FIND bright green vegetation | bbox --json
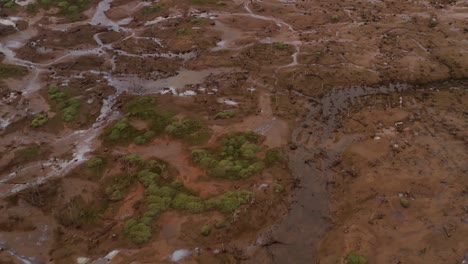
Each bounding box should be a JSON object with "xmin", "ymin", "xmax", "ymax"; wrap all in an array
[
  {"xmin": 400, "ymin": 198, "xmax": 409, "ymax": 208},
  {"xmin": 112, "ymin": 155, "xmax": 254, "ymax": 244},
  {"xmin": 0, "ymin": 64, "xmax": 28, "ymax": 79},
  {"xmin": 191, "ymin": 131, "xmax": 280, "ymax": 179},
  {"xmin": 104, "ymin": 96, "xmax": 209, "ymax": 145},
  {"xmin": 200, "ymin": 225, "xmax": 211, "ymax": 236},
  {"xmin": 143, "ymin": 4, "xmax": 164, "ymax": 14},
  {"xmin": 205, "ymin": 191, "xmax": 254, "ymax": 213},
  {"xmin": 62, "ymin": 98, "xmax": 81, "ymax": 123},
  {"xmin": 124, "ymin": 217, "xmax": 153, "ymax": 245},
  {"xmin": 85, "ymin": 157, "xmax": 106, "ymax": 172},
  {"xmin": 273, "ymin": 42, "xmax": 289, "ymax": 50},
  {"xmin": 215, "ymin": 111, "xmax": 236, "ymax": 119},
  {"xmin": 345, "ymin": 252, "xmax": 367, "ymax": 264},
  {"xmin": 58, "ymin": 196, "xmax": 98, "ymax": 227},
  {"xmin": 104, "ymin": 118, "xmax": 138, "ymax": 144},
  {"xmin": 31, "ymin": 114, "xmax": 49, "ymax": 127},
  {"xmin": 37, "ymin": 0, "xmax": 90, "ymax": 20},
  {"xmin": 190, "ymin": 18, "xmax": 207, "ymax": 24}
]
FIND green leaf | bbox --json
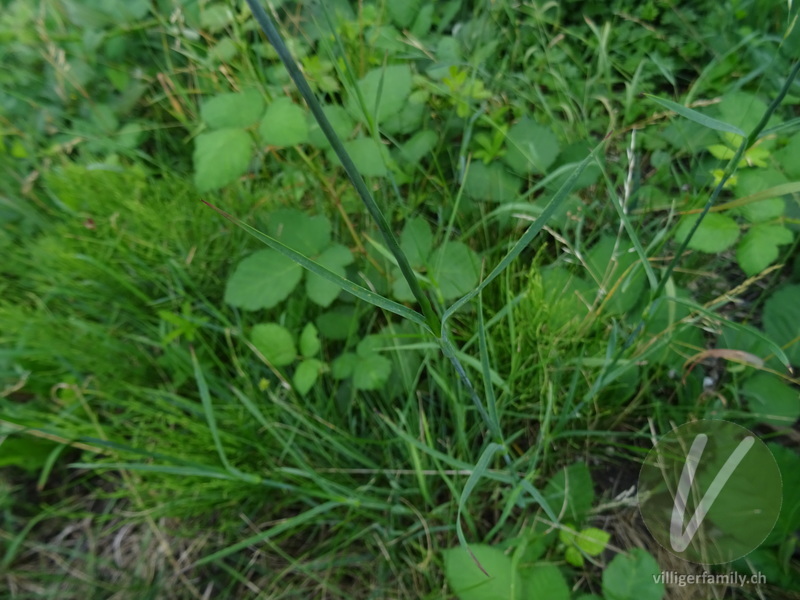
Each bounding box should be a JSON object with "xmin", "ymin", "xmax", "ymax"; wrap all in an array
[
  {"xmin": 331, "ymin": 352, "xmax": 360, "ymax": 379},
  {"xmin": 386, "ymin": 0, "xmax": 422, "ymax": 29},
  {"xmin": 444, "ymin": 544, "xmax": 523, "ymax": 600},
  {"xmin": 250, "ymin": 323, "xmax": 297, "ymax": 367},
  {"xmin": 200, "ymin": 90, "xmax": 264, "ymax": 129},
  {"xmin": 347, "ymin": 65, "xmax": 411, "ymax": 123},
  {"xmin": 543, "ymin": 463, "xmax": 594, "ymax": 523},
  {"xmin": 763, "ymin": 285, "xmax": 800, "ymax": 366},
  {"xmin": 306, "ymin": 244, "xmax": 353, "ymax": 307},
  {"xmin": 300, "ymin": 323, "xmax": 320, "ymax": 358},
  {"xmin": 575, "ymin": 527, "xmax": 611, "ymax": 556},
  {"xmin": 520, "ymin": 565, "xmax": 570, "ymax": 600},
  {"xmin": 504, "ymin": 117, "xmax": 560, "ymax": 175},
  {"xmin": 308, "ymin": 104, "xmax": 355, "ymax": 150},
  {"xmin": 353, "ymin": 354, "xmax": 392, "ymax": 390},
  {"xmin": 258, "ymin": 98, "xmax": 308, "ymax": 147},
  {"xmin": 400, "ymin": 217, "xmax": 433, "ymax": 268},
  {"xmin": 675, "ymin": 213, "xmax": 739, "ymax": 254},
  {"xmin": 742, "ymin": 373, "xmax": 800, "ymax": 427},
  {"xmin": 645, "ymin": 94, "xmax": 747, "ymax": 137},
  {"xmin": 344, "ymin": 137, "xmax": 387, "ymax": 177},
  {"xmin": 603, "ymin": 548, "xmax": 665, "ymax": 600},
  {"xmin": 736, "ymin": 225, "xmax": 794, "ymax": 276},
  {"xmin": 267, "ymin": 208, "xmax": 331, "ymax": 256},
  {"xmin": 193, "ymin": 129, "xmax": 253, "ymax": 192},
  {"xmin": 464, "ymin": 162, "xmax": 522, "ymax": 202},
  {"xmin": 225, "ymin": 249, "xmax": 303, "ymax": 310},
  {"xmin": 430, "ymin": 242, "xmax": 480, "ymax": 300},
  {"xmin": 292, "ymin": 358, "xmax": 323, "ymax": 396}
]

**EXERCISE OBJECTIVE**
Rewrite the lines of all the records with "FIND" changed to "LOCATE" and everything else left as is. Omit the pictures.

**COMPLETED TASK**
LOCATE bright green vegetation | bbox --json
Each bounding box should be a JSON object with "xmin", "ymin", "xmax", "ymax"; wrap all in an array
[
  {"xmin": 400, "ymin": 198, "xmax": 409, "ymax": 208},
  {"xmin": 112, "ymin": 155, "xmax": 254, "ymax": 244},
  {"xmin": 0, "ymin": 64, "xmax": 28, "ymax": 79},
  {"xmin": 191, "ymin": 131, "xmax": 280, "ymax": 179},
  {"xmin": 104, "ymin": 96, "xmax": 209, "ymax": 145},
  {"xmin": 200, "ymin": 225, "xmax": 211, "ymax": 236},
  {"xmin": 143, "ymin": 4, "xmax": 164, "ymax": 14},
  {"xmin": 205, "ymin": 191, "xmax": 254, "ymax": 213},
  {"xmin": 62, "ymin": 98, "xmax": 81, "ymax": 123},
  {"xmin": 124, "ymin": 217, "xmax": 153, "ymax": 245},
  {"xmin": 85, "ymin": 157, "xmax": 106, "ymax": 172},
  {"xmin": 273, "ymin": 42, "xmax": 289, "ymax": 50},
  {"xmin": 215, "ymin": 111, "xmax": 236, "ymax": 119},
  {"xmin": 345, "ymin": 252, "xmax": 367, "ymax": 264},
  {"xmin": 58, "ymin": 196, "xmax": 98, "ymax": 227},
  {"xmin": 104, "ymin": 118, "xmax": 138, "ymax": 144},
  {"xmin": 31, "ymin": 114, "xmax": 49, "ymax": 127},
  {"xmin": 37, "ymin": 0, "xmax": 90, "ymax": 20},
  {"xmin": 190, "ymin": 18, "xmax": 207, "ymax": 24}
]
LOCATE green leaf | bbox --json
Each bounding box should be a JSON object with "xmin", "ymin", "xmax", "ymax"; wrap all in an array
[
  {"xmin": 331, "ymin": 352, "xmax": 360, "ymax": 379},
  {"xmin": 386, "ymin": 0, "xmax": 422, "ymax": 29},
  {"xmin": 444, "ymin": 544, "xmax": 523, "ymax": 600},
  {"xmin": 250, "ymin": 323, "xmax": 297, "ymax": 367},
  {"xmin": 200, "ymin": 90, "xmax": 264, "ymax": 129},
  {"xmin": 347, "ymin": 65, "xmax": 411, "ymax": 123},
  {"xmin": 543, "ymin": 463, "xmax": 594, "ymax": 523},
  {"xmin": 763, "ymin": 285, "xmax": 800, "ymax": 366},
  {"xmin": 306, "ymin": 244, "xmax": 353, "ymax": 307},
  {"xmin": 300, "ymin": 323, "xmax": 320, "ymax": 358},
  {"xmin": 575, "ymin": 527, "xmax": 611, "ymax": 556},
  {"xmin": 520, "ymin": 565, "xmax": 570, "ymax": 600},
  {"xmin": 504, "ymin": 117, "xmax": 560, "ymax": 175},
  {"xmin": 308, "ymin": 104, "xmax": 355, "ymax": 150},
  {"xmin": 353, "ymin": 354, "xmax": 392, "ymax": 390},
  {"xmin": 258, "ymin": 98, "xmax": 308, "ymax": 147},
  {"xmin": 400, "ymin": 217, "xmax": 433, "ymax": 268},
  {"xmin": 675, "ymin": 213, "xmax": 739, "ymax": 254},
  {"xmin": 742, "ymin": 373, "xmax": 800, "ymax": 427},
  {"xmin": 645, "ymin": 94, "xmax": 747, "ymax": 137},
  {"xmin": 344, "ymin": 137, "xmax": 387, "ymax": 177},
  {"xmin": 603, "ymin": 548, "xmax": 665, "ymax": 600},
  {"xmin": 736, "ymin": 225, "xmax": 794, "ymax": 276},
  {"xmin": 267, "ymin": 208, "xmax": 331, "ymax": 256},
  {"xmin": 193, "ymin": 129, "xmax": 253, "ymax": 192},
  {"xmin": 464, "ymin": 162, "xmax": 522, "ymax": 202},
  {"xmin": 225, "ymin": 249, "xmax": 303, "ymax": 310},
  {"xmin": 430, "ymin": 242, "xmax": 480, "ymax": 300},
  {"xmin": 292, "ymin": 358, "xmax": 323, "ymax": 396}
]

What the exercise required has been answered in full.